____ Stored rows
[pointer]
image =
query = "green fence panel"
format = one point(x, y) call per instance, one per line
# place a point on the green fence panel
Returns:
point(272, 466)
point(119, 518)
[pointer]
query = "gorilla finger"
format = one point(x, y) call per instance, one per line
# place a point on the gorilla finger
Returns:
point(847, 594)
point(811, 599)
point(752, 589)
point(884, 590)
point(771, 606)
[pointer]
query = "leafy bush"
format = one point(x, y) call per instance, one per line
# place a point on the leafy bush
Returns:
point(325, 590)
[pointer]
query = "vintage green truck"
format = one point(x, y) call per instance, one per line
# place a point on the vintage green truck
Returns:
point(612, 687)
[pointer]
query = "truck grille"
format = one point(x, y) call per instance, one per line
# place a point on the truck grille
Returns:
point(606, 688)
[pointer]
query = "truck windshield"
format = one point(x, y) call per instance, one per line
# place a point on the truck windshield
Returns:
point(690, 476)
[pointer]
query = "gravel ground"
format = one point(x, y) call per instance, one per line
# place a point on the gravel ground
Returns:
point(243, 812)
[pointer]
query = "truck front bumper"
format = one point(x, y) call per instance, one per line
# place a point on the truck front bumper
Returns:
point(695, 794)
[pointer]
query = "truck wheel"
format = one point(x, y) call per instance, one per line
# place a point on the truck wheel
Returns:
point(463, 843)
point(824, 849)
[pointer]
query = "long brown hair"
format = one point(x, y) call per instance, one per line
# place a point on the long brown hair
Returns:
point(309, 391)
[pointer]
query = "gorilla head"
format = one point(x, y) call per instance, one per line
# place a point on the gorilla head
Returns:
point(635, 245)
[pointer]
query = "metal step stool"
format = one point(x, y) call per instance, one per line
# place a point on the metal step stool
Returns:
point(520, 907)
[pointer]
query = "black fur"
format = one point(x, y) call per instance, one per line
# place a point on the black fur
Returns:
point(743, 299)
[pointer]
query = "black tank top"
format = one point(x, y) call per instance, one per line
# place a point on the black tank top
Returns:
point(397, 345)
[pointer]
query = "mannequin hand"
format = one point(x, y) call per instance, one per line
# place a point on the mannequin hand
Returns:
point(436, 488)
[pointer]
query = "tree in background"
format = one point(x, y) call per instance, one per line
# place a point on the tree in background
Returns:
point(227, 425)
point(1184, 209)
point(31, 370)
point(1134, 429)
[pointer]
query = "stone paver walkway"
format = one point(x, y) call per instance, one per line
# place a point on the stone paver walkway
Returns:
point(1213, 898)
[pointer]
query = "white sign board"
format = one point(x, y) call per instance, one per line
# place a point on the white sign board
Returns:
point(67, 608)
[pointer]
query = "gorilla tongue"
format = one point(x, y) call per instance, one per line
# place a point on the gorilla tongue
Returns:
________
▶ Description of the task
Write out all of the records above line for line, with no changes.

▶ Task answer
[pointer]
image =
query = "green fence panel"
format = one point(x, y) call per instance, one per line
# place a point on the green fence panel
Returns:
point(272, 466)
point(119, 518)
[pointer]
query = "gorilla finger"
format = one point(x, y) call per instance, one per line
# place a point on the gorilla finger
Returns:
point(847, 594)
point(811, 599)
point(752, 589)
point(884, 590)
point(771, 606)
[pointer]
query = "leafy bush"
format = one point(x, y) call per instance, one per line
# place a point on the leafy bush
Returns:
point(325, 590)
[pointer]
query = "vintage green truck"
format = one point(x, y) call per instance, one per line
# place a point on the vintage green truck
Returns:
point(612, 687)
[pointer]
query = "truck grille"
format = one point(x, y) call per instance, one per line
# place a point on the truck grille
Returns:
point(606, 688)
[pointer]
query = "truck windshield"
format = one point(x, y) call per instance, one per line
# place a point on the truck windshield
Returns:
point(690, 476)
[pointer]
query = "gravel ground"
format = one point(x, y) call per instance, one per line
# place a point on the gravel ground
Returns:
point(243, 812)
[pointer]
query = "truck front bumper"
format = one point(x, y) call per instance, one per line
# place a point on the truck front bumper
Returns:
point(695, 794)
[pointer]
query = "truck wheel"
format = one point(x, y) call per instance, one per line
# place a point on the truck wheel
Returns:
point(463, 843)
point(824, 849)
[pointer]
query = "long brown hair"
format = one point(x, y) call per instance, one per line
# place a point on the long brown hair
Returns:
point(309, 391)
[pointer]
query = "gorilla head"
format = one point(x, y) call per instance, one per line
# place a point on the gorilla head
Returns:
point(635, 245)
[pointer]
query = "metal step stool"
format = one point(x, y) call per instance, one per line
# place a point on the metal step stool
Returns:
point(520, 907)
[pointer]
query = "black fur"
format = one point(x, y) call per instance, one per line
# place a point on the black fur
Returns:
point(743, 299)
[pointer]
query = "black tank top"
format = one point(x, y) call per instance, one per line
# place a point on the black tank top
Returns:
point(397, 345)
[pointer]
query = "mannequin hand"
format = one point(x, y) call per instance, one per line
# place a point on the mannequin hand
Returns:
point(436, 488)
[pointer]
query = "tree in background"
format = one point(x, y) call per instance, one per line
# place a point on the tree in background
Returns:
point(227, 425)
point(1184, 209)
point(31, 370)
point(1134, 429)
[pointer]
query = "stone paver walkway"
format = one point(x, y) call per instance, one per line
# place a point on the stone paver walkway
Returns:
point(1213, 898)
[pointer]
query = "white sign board"
format = one point(x, y) call per instance, one per line
# place a point on the white sign board
Returns:
point(67, 608)
[pointer]
query = "gorilla tongue"
format = one point(x, y) call per instance, one per line
# place a point on the gorilla tongue
Returns:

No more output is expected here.